Give back the whole listing verbatim, printing none of its pictures.

'''

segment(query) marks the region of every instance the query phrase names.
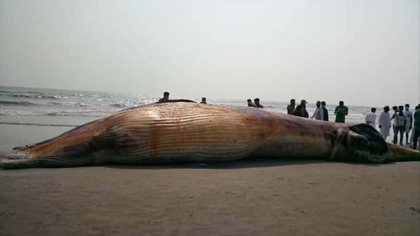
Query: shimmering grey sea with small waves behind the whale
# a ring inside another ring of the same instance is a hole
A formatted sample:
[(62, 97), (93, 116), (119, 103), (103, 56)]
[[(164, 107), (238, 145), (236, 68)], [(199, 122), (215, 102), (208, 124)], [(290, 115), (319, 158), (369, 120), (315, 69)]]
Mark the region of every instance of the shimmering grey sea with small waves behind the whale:
[[(38, 116), (46, 120), (52, 116), (100, 118), (125, 108), (153, 103), (158, 99), (141, 94), (0, 86), (0, 115), (9, 117), (8, 120), (11, 116)], [(185, 99), (201, 101), (201, 98)], [(211, 104), (246, 106), (246, 99), (240, 101), (207, 98), (207, 101)], [(262, 100), (261, 103), (264, 110), (287, 113), (286, 107), (289, 102)], [(327, 104), (330, 121), (335, 118), (335, 106), (336, 104)], [(349, 115), (346, 121), (349, 122), (364, 122), (366, 114), (370, 111), (370, 107), (366, 106), (348, 107)], [(311, 116), (315, 111), (315, 104), (308, 103), (307, 110)]]

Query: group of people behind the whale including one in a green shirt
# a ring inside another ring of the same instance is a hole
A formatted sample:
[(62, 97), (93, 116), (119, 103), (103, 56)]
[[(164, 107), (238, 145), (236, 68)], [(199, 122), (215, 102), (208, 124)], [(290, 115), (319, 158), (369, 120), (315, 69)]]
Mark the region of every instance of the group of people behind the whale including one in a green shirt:
[[(306, 100), (302, 99), (300, 104), (296, 106), (296, 100), (291, 99), (290, 104), (287, 105), (287, 114), (297, 117), (309, 118), (309, 114), (306, 111)], [(328, 109), (325, 107), (327, 103), (325, 101), (316, 101), (316, 109), (311, 119), (329, 121)], [(296, 106), (296, 108), (295, 108)], [(346, 116), (349, 114), (349, 108), (344, 105), (344, 101), (340, 101), (338, 106), (335, 107), (334, 115), (335, 122), (345, 123)]]

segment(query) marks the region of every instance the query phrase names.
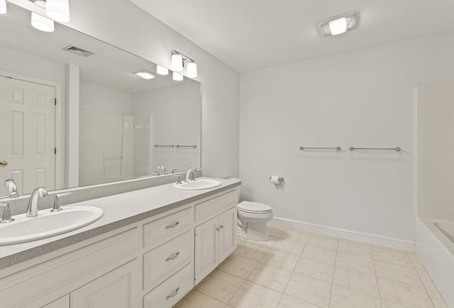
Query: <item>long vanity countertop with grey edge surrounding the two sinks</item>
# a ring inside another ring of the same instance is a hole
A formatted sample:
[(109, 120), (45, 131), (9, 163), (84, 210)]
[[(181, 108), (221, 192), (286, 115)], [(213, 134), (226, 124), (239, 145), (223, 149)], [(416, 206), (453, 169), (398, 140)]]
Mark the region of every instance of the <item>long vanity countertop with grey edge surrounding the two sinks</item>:
[(68, 204), (66, 207), (74, 205), (99, 207), (104, 210), (104, 216), (93, 224), (58, 236), (28, 243), (0, 246), (0, 270), (241, 184), (241, 181), (236, 178), (216, 180), (221, 182), (221, 186), (212, 189), (178, 190), (172, 187), (172, 183)]

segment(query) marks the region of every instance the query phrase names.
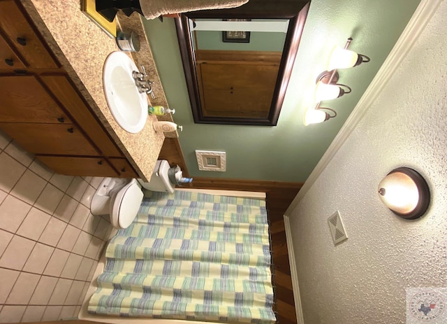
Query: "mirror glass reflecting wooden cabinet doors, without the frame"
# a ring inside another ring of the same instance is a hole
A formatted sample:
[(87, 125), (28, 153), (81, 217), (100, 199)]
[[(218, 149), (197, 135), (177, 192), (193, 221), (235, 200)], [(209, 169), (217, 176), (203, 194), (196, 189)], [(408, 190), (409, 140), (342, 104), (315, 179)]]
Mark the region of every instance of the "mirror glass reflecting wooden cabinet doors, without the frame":
[(267, 119), (288, 20), (193, 23), (202, 115)]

'''

Result:
segment(query) marks the region of every instance the query phrase names.
Query: shimmering grey sea with small waves behind the whale
# a ring inside another ring of the same instance is a hole
A formatted sample:
[(62, 97), (93, 116), (119, 103), (103, 56)]
[[(164, 107), (238, 145), (236, 68)], [(199, 122), (215, 102), (208, 124)], [(290, 115), (319, 158), (369, 120), (315, 69)]]
Mark the region of every instance of the shimmering grey sea with small waves behind the whale:
[[(38, 116), (46, 120), (52, 116), (100, 118), (125, 108), (153, 103), (158, 99), (141, 94), (0, 86), (0, 115), (9, 117), (8, 120), (11, 116)], [(185, 99), (201, 101), (201, 98)], [(211, 104), (246, 106), (246, 99), (240, 101), (207, 98), (207, 101)], [(262, 100), (261, 103), (264, 110), (287, 113), (286, 107), (289, 102)], [(327, 104), (330, 121), (335, 118), (335, 106), (336, 104)], [(349, 115), (346, 121), (349, 122), (364, 122), (366, 114), (370, 111), (370, 107), (366, 106), (348, 107)], [(311, 116), (315, 111), (315, 104), (308, 103), (307, 110)]]

Query: group of people behind the whale including one in a green shirt
# a ring inside another ring of the same instance is a hole
A formatted sample:
[(62, 97), (93, 116), (119, 103), (103, 56)]
[[(164, 107), (238, 145), (236, 68)], [(199, 122), (215, 102), (208, 124)], [(290, 115), (319, 158), (369, 120), (315, 69)]]
Mark the region of every instance of the group of people behind the whale including one in a green shirt:
[[(306, 100), (302, 99), (300, 104), (296, 106), (296, 100), (291, 99), (290, 104), (287, 105), (287, 114), (297, 117), (309, 118), (309, 114), (306, 111)], [(328, 109), (325, 107), (327, 103), (325, 101), (316, 101), (316, 109), (311, 119), (329, 121)], [(296, 106), (296, 108), (295, 108)], [(346, 116), (349, 114), (349, 108), (344, 105), (344, 101), (340, 101), (338, 106), (335, 107), (334, 115), (335, 122), (345, 123)]]

segment(query) marks the region of every instance the query phrase names.
Query: <item>long vanity countertop with grey edge surrounding the two sinks</item>
# a ring inside another ring of the same instance is a hole
A formatted sample:
[(109, 120), (45, 131), (9, 163), (84, 210)]
[[(181, 108), (221, 192), (286, 115)], [(213, 134), (226, 124), (239, 145), (223, 149)], [(416, 206), (453, 169), (398, 140)]]
Mark the region of every instance of the <item>long vanity countertop with grey edge surrounding the two sinks</item>:
[(68, 204), (66, 207), (74, 205), (99, 207), (104, 210), (104, 216), (93, 224), (58, 236), (28, 243), (0, 246), (0, 270), (241, 184), (241, 181), (236, 178), (216, 180), (221, 182), (221, 186), (212, 189), (178, 190), (172, 187), (172, 183)]

segment(query) marks the region of every instance the query phrase names.
Query: "mirror glass reflecting wooden cabinet doors, without the frame"
# a ring inside another ring of the same instance is a hole
A formatted sample:
[(87, 125), (28, 153), (81, 217), (100, 199)]
[[(218, 149), (197, 135), (177, 192), (193, 221), (235, 200)], [(209, 169), (217, 176), (203, 194), (196, 189)], [(408, 190), (409, 140), (342, 104), (315, 179)]]
Mark the region of every instance of the "mirror glass reflecting wooden cabinet doors, without the frame":
[(267, 119), (288, 20), (193, 23), (202, 115)]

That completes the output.